To do: Transcribe, word for word, all of the entries below, and exclude any pictures from the copy.

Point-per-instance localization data
Segment Open

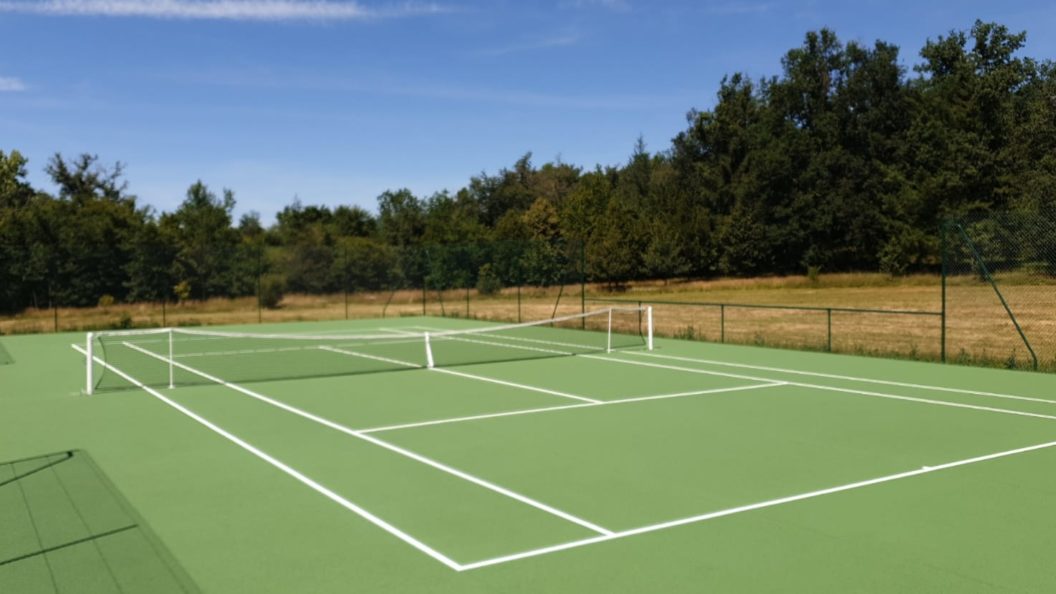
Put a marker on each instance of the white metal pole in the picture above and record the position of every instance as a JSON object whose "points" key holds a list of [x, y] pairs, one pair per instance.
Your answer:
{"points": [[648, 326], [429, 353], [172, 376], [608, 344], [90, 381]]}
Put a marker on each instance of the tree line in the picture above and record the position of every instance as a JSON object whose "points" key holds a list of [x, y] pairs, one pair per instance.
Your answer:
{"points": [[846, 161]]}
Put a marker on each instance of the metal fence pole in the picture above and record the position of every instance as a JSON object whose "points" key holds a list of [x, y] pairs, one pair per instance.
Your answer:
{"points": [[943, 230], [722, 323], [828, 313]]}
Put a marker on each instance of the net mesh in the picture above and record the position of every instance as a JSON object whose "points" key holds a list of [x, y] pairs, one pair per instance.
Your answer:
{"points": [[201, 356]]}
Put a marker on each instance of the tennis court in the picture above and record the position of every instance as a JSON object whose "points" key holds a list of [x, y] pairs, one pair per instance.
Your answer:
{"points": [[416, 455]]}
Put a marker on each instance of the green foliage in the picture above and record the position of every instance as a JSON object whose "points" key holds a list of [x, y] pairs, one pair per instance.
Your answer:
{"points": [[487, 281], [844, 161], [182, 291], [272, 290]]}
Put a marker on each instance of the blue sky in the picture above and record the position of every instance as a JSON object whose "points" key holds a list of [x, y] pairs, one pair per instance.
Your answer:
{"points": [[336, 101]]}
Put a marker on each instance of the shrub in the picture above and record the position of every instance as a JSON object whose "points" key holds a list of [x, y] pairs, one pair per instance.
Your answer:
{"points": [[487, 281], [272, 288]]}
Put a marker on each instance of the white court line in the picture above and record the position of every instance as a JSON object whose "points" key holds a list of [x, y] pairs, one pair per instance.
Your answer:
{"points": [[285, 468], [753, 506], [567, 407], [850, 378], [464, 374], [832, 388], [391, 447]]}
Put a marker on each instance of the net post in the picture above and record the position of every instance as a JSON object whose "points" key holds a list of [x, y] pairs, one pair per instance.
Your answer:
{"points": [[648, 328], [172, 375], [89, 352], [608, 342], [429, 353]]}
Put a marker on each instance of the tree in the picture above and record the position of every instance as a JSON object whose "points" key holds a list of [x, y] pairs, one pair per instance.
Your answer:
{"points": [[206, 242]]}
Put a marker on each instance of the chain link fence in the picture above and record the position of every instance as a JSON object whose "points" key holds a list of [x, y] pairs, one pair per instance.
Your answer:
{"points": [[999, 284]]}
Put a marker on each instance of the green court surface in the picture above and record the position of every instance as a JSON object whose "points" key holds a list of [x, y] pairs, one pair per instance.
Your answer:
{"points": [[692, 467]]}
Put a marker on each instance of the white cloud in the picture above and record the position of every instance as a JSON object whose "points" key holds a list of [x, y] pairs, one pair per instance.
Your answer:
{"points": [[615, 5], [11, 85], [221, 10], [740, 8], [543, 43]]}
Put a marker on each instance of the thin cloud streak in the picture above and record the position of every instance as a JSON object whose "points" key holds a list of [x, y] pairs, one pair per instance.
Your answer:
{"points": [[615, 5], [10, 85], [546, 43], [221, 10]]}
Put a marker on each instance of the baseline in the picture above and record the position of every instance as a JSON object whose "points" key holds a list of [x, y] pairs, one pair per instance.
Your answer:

Segment Closed

Solution to this task:
Put a marker on each instance of the white metal pole in the picture above and record the position of every instance as a JSON object whose "points" key holds a list of [x, y] pairs, one pair per instance.
Your answer:
{"points": [[648, 326], [429, 353], [172, 376], [608, 344], [90, 381]]}
Put a marker on each instance of the tree line in the picture above and record the position of every instance as a JSON object whose "points" key holds a list of [x, y] pairs, one pair per instance.
Your answer:
{"points": [[846, 161]]}
Put a marker on each instance of the metal fence pole in the picture above and record the position of every instance as a JSON object whose "points" key holds a list of [x, y] pairs, one pair per instance.
Your answer:
{"points": [[943, 230], [722, 323], [828, 313]]}
Put a marker on each instance of the net mesh in the picture above and record the position of every instance as a JSON object whose "points" key holds a list of [x, y] pairs, one pair per instance.
Your answer:
{"points": [[201, 356]]}
Put a marker on each instance of the tennis court in the picture above and record the position of every instance as a JSON object whose "points" key holds a list of [x, y] pairs, one pair per instance.
Your answer:
{"points": [[416, 455]]}
Put a marker on each instance of the green foliage in the picture above and record the position of every instance as a JSON object whose "points" key holds a list of [x, y] pairs, one pair per instance.
Your answer:
{"points": [[487, 281], [844, 161], [182, 291], [272, 290]]}
Put a marker on each instance of the blue sky in the picture above and record the position of every instance as a JSON object whose "points" key holds a list of [x, y] pairs, one pair per instance.
Your answer:
{"points": [[336, 101]]}
Put a marker on each instance of the shrub in the picture above and record the position of every instance as a JSON object whose "points" key holds a list of [x, y] pairs, one pair per instance.
Your answer:
{"points": [[487, 281], [272, 288]]}
Put a marker on each instance of the white court line in the picture above and record the position of every instance as a JSON object whose "points" key holds a list of [x, y] pairs, one pair per instance.
Your answer:
{"points": [[285, 468], [753, 506], [567, 407], [850, 378], [464, 374], [832, 388], [391, 447]]}
Put a marker on each instance of the net post in the picture above and record the position of every instance as a JSON object whose "points" key holds a list of [x, y] pairs, one pair per instance.
Your answer:
{"points": [[648, 328], [172, 375], [89, 352], [608, 342], [429, 353]]}
Put a marker on each instance of the tree in the picture above and record the position of every instance as a JSON object whose "points" key holds a list of [x, y] pairs, one pair per instance.
Your answer:
{"points": [[206, 242]]}
Put a marker on each instance of the chain link fence in the picture above and record the position of every instance as a JSON object whose "points" key holds a list of [x, y] pairs, one pair per instance.
Your answer:
{"points": [[999, 284]]}
Put a marker on each instance of the green court surface in the picture above and record the position of every instance as a JSON object whose "points" key holds a list of [x, y] pairs, one pair per instance.
Your answer:
{"points": [[692, 467]]}
Put a marker on each instance of the white cloud in the picture above and record the position of every instance as a JSON object whose "points" key holds a list of [x, y] pairs, one pair per instance.
Your answer:
{"points": [[615, 5], [11, 85], [221, 10], [740, 8], [543, 43]]}
Put a marker on each instance of the thin cloud streak in the picture above and record the position of every instance as a JSON object whose "points" key holds a list of [x, y] pairs, one pair per instance.
Your answer:
{"points": [[615, 5], [10, 85], [546, 43], [221, 10]]}
Put a marker on each instance of the baseline in the picture above and record the position of every instance as a JSON object whose "points" key holds a list of [x, y] pairs, one pair per instance.
Your answer:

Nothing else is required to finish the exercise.